- Do this:
Give the listing below as a two-column CSV headed task and value, with one row for each item to be located. Put its wording under task and all of its points under value, wrap each field in double quotes, replace line breaks with spaces, and leave out the pictures.

··· Exercise input

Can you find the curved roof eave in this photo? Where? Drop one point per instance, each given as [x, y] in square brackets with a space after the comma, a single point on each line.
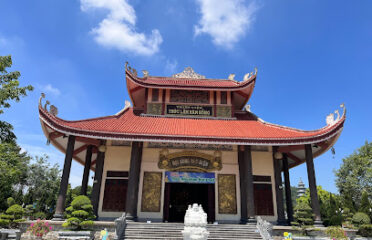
[316, 138]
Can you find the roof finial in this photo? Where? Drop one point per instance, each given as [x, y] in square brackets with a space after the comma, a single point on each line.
[52, 109]
[131, 70]
[188, 73]
[232, 76]
[330, 119]
[41, 97]
[145, 73]
[248, 75]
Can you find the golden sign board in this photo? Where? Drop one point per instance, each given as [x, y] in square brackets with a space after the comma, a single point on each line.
[189, 161]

······

- Full response:
task,value
"Can you find the curved roof eave in this photo? Where? Drop one point per instance, each given as [x, y] in square brackets with a space after the comma, a single point on each line.","[316, 138]"
"Can you find the roof finial in this photo? Where? Drop one point per instance, each given as [x, y] in square brackets with a space after the comma, a single point on each line.","[52, 109] [131, 70] [188, 73] [232, 76] [330, 119] [41, 97] [145, 73] [248, 75]"
"Can you find the golden sign board in this photo? Where? Drop one point per instance, each given as [x, y] in square brackets with a space after the comma, a single point on each line.","[189, 161]"